Поставленная задача 1. Посчитайте строки листинга, в которых встречается строка «segmented», с учетом регистра. В ответе дайте только число.

Исходный текст.
_ _ _
Баратынский создал на протяжении своего творческого пути один несомненный лирический цикл — «Сумерки». Но создание его не было ни случайностью, ни изолированным творческим актом — это был в известном смысле итог тех исканий, которым он отдал всю жизнь. Три собрания стихотворений Баратынского — 1827, 1835 и 1842 гг.— это три попытки воплотить единый в своих основах замысел. Мы называем его единым с некоторой долей условности — в чемто он и менялся и уточнялся. Но это был замысел создания сборника, реализующего ту связь между стихотворениями Баратынского, которая, по его убеждению, была в них заложена. Этот замысел, осуществляемый на протяжении всей жизни, был одной из определяющих особенностей творческой биографии Баратынского. Но важно рассмотреть его и в более широкой историко-литературной перспективе. Он выразил объективную закономерность литературного движения, и действие этой закономерности можно видеть в творчестве разных поэтов XIX в.

От собрания стихотворений к лирическому циклу — этой формулой можно охарактеризовать эволюцию принципов построения поэтического сборника у Баратынского, и не только у Баратынского. «Стихотворения Евгения Баратынского», вышедшие в Москве в 1827 г., по типу издания были близки к «Опытам в стихах» Батюшкова и к «Стихотворениям Александра Пушкина» (1826). Однако в книге Баратынского мы видим одно интересное и важное решение, продиктованное, по-видимому, стремлением обновить структуру поэтического сборника в сравнении с той, которую приняли Батюшков и Пушкин. Это группировка элегий в три книги.

Не подлежит сомнению, что Баратынский подходил к ней очень тщательно и с продуманными критериями. Стихотворения «Пора покинуть, милый друг...» и «Отъезд» («Прощай, отчизна непогоды...»), напечатанные когда-то в «Соревнователе просвещения и благотворения» рядом и под общим заголовком «Элегии», оказались здесь в разных книгах. Из двух элегий — «Разуверение» и «Нет, не бывать тому, что было прежде!..» — в сборник вошла только первая. Расчленение элегий Баратынского на книги объясняется, по-видимому, тем, что поэт отдавал себе отчет в расширении рамок элегического жанра, охватывавшего в поэзии его времени разные и нередко непохожие друг на друга стихотворения, и ощущал необходимость внутренней классификации элегий, выделения определенных групп в рамках соответствующего жанра.
_ _ _
Доступный листинг.
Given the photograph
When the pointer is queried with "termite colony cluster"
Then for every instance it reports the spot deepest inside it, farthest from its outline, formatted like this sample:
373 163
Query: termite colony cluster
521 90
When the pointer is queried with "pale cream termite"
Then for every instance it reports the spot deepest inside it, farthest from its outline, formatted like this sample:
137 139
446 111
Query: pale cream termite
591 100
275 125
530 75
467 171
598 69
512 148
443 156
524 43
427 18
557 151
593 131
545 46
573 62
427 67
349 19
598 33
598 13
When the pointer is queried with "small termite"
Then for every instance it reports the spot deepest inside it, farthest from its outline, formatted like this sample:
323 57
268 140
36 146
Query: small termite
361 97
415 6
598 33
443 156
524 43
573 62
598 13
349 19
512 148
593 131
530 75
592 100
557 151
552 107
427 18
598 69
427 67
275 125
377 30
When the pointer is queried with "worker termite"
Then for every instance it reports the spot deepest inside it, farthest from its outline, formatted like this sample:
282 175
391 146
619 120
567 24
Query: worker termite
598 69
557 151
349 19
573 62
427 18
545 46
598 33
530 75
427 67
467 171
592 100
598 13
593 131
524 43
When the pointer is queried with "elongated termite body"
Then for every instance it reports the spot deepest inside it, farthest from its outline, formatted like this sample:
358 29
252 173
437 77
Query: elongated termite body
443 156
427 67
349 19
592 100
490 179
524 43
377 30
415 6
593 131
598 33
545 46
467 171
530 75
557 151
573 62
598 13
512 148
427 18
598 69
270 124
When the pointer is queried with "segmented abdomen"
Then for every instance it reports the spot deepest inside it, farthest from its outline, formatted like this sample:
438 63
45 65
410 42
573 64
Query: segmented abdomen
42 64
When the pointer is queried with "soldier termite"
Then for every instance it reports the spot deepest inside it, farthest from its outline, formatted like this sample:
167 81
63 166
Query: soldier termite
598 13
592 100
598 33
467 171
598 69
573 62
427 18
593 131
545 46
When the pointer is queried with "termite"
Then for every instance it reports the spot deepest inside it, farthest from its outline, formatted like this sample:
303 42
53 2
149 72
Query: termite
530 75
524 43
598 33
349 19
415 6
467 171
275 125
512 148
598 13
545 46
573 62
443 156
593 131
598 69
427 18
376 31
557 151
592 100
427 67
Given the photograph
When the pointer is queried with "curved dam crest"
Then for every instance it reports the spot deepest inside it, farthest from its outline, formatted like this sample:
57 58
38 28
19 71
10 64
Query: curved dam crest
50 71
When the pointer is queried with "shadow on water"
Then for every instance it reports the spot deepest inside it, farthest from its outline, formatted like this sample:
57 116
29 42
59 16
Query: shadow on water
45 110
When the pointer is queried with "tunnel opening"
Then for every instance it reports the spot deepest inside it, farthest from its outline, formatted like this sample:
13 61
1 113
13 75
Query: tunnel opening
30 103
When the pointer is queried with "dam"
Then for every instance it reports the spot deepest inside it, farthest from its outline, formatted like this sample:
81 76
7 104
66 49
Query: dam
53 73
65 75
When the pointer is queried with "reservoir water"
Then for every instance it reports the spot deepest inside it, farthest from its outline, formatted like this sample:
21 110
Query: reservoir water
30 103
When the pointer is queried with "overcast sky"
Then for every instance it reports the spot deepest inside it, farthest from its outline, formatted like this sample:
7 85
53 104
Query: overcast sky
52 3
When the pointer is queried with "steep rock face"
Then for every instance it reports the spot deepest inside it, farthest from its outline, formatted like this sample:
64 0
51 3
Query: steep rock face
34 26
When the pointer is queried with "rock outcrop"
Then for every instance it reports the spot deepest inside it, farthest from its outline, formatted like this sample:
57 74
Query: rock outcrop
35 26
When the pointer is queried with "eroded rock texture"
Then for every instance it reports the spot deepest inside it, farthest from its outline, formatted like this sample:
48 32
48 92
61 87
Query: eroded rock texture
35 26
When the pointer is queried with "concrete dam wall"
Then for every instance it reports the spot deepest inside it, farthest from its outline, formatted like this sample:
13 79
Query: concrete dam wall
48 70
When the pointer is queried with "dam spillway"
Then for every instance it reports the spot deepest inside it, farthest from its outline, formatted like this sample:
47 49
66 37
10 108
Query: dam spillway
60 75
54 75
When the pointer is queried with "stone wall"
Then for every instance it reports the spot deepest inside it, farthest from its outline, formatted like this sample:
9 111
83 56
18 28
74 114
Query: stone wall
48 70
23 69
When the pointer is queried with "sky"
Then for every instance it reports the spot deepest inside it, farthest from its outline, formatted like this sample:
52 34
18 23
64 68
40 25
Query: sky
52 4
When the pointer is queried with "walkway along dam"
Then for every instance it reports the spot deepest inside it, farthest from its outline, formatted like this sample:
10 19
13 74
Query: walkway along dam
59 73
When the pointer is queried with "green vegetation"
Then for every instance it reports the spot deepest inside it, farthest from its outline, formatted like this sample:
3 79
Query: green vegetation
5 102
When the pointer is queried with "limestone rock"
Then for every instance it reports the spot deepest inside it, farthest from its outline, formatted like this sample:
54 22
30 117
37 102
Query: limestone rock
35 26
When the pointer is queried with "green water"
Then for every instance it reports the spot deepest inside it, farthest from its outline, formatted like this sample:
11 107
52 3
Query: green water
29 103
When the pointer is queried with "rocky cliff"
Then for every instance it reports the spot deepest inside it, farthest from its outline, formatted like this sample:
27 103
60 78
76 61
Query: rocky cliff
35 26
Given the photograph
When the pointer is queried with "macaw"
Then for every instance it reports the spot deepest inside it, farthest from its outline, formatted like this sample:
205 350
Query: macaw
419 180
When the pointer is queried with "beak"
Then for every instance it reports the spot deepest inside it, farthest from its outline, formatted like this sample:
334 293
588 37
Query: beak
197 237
_ _ _
Поставленная задача 2. Ответьте, пожалуйста, по исходному тексту: как называется единственный несомненный лирический цикл, созданный Баратынским?

Решение задачи 1. 2

Решение задачи 2. «Сумерки».